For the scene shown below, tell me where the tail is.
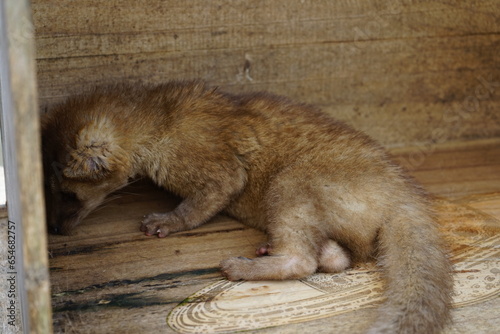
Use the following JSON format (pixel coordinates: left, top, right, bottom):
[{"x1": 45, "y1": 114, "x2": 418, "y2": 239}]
[{"x1": 368, "y1": 201, "x2": 453, "y2": 334}]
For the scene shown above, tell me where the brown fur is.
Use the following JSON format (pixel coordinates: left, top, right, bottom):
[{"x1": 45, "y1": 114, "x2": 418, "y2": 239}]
[{"x1": 43, "y1": 82, "x2": 453, "y2": 333}]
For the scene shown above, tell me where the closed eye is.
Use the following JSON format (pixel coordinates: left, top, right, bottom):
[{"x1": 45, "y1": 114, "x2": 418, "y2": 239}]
[{"x1": 61, "y1": 191, "x2": 78, "y2": 202}]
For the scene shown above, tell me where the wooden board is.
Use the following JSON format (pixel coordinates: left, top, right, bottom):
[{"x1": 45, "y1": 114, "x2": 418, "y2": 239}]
[
  {"x1": 32, "y1": 0, "x2": 500, "y2": 146},
  {"x1": 45, "y1": 142, "x2": 500, "y2": 333}
]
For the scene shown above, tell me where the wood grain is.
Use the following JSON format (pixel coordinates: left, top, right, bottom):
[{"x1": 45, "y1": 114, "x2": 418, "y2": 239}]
[
  {"x1": 49, "y1": 140, "x2": 500, "y2": 333},
  {"x1": 33, "y1": 0, "x2": 500, "y2": 147},
  {"x1": 0, "y1": 0, "x2": 52, "y2": 334}
]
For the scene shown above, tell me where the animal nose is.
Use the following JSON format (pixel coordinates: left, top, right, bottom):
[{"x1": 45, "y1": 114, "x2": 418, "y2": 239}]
[{"x1": 49, "y1": 226, "x2": 61, "y2": 234}]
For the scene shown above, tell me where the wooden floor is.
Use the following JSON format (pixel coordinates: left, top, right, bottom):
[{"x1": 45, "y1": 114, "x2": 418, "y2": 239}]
[{"x1": 49, "y1": 140, "x2": 500, "y2": 333}]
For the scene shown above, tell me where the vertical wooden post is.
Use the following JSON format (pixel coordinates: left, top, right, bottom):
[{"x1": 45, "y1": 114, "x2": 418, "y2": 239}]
[{"x1": 0, "y1": 0, "x2": 52, "y2": 333}]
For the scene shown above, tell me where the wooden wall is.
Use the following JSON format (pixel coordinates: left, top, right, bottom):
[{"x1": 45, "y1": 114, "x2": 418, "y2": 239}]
[{"x1": 32, "y1": 0, "x2": 500, "y2": 147}]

********************

◆ TASK BRIEF ◆
Turn the lines of all the records above into a Markdown table with the columns "No." and "Line," giving each line its own numbered row. Skip blank lines, and leave the pictures out.

◆ OUTPUT FOR THIS EXERCISE ◆
| No. | Line |
|---|---|
| 1 | For the scene shown below, tell me where the tail is. |
| 2 | Use the following JSON format (pixel coordinates: left, top, right, bottom): |
| 3 | [{"x1": 45, "y1": 114, "x2": 418, "y2": 239}] |
| 4 | [{"x1": 368, "y1": 201, "x2": 453, "y2": 334}] |
| 5 | For the scene shown above, tell me where the brown fur is. |
| 6 | Use the following JSON format (pixel coordinates: left, top, right, bottom): |
| 7 | [{"x1": 45, "y1": 114, "x2": 418, "y2": 239}] |
| 8 | [{"x1": 43, "y1": 82, "x2": 453, "y2": 333}] |
| 9 | For the scene shown above, tell me where the closed eye is. |
| 10 | Use the following JSON format (pixel coordinates: left, top, right, bottom): |
| 11 | [{"x1": 45, "y1": 114, "x2": 418, "y2": 239}] |
| 12 | [{"x1": 61, "y1": 191, "x2": 78, "y2": 202}] |
| 13 | For the scene shown above, tell me where the wooden board is. |
| 14 | Use the following JSON format (pixel coordinates: left, top, right, bottom): |
| 15 | [{"x1": 45, "y1": 114, "x2": 418, "y2": 239}] |
| 16 | [ |
| 17 |   {"x1": 32, "y1": 0, "x2": 500, "y2": 146}, |
| 18 |   {"x1": 45, "y1": 142, "x2": 500, "y2": 333} |
| 19 | ] |
| 20 | For the scene shown above, tell me where the wood grain is. |
| 21 | Use the following JSON format (pixel coordinates: left, top, right, bottom): |
| 22 | [{"x1": 45, "y1": 114, "x2": 418, "y2": 239}] |
| 23 | [ |
| 24 |   {"x1": 49, "y1": 140, "x2": 500, "y2": 333}, |
| 25 |   {"x1": 33, "y1": 0, "x2": 500, "y2": 147}, |
| 26 |   {"x1": 0, "y1": 0, "x2": 52, "y2": 334} |
| 27 | ] |
| 28 | For the scene shown above, tell me where the animal nose is. |
| 29 | Use the following JSON format (pixel coordinates: left, top, right, bottom): |
| 30 | [{"x1": 45, "y1": 114, "x2": 418, "y2": 239}] |
| 31 | [{"x1": 49, "y1": 226, "x2": 61, "y2": 234}] |
| 32 | For the scene shown above, tell me where the wooden floor is. |
| 33 | Use the following JSON format (pixel coordinates: left, top, right, bottom): |
| 34 | [{"x1": 45, "y1": 114, "x2": 418, "y2": 239}] |
| 35 | [{"x1": 49, "y1": 140, "x2": 500, "y2": 333}] |
| 36 | For the scene shown above, tell me where the vertical wooden post is. |
| 37 | Use the following JSON format (pixel coordinates: left, top, right, bottom): |
| 38 | [{"x1": 45, "y1": 114, "x2": 418, "y2": 239}] |
| 39 | [{"x1": 0, "y1": 0, "x2": 52, "y2": 333}] |
| 40 | For the scene shown above, tell me where the wooden wall is. |
| 41 | Use the following JSON format (pixel coordinates: left, top, right, bottom): |
| 42 | [{"x1": 45, "y1": 114, "x2": 418, "y2": 239}] |
| 43 | [{"x1": 32, "y1": 0, "x2": 500, "y2": 147}] |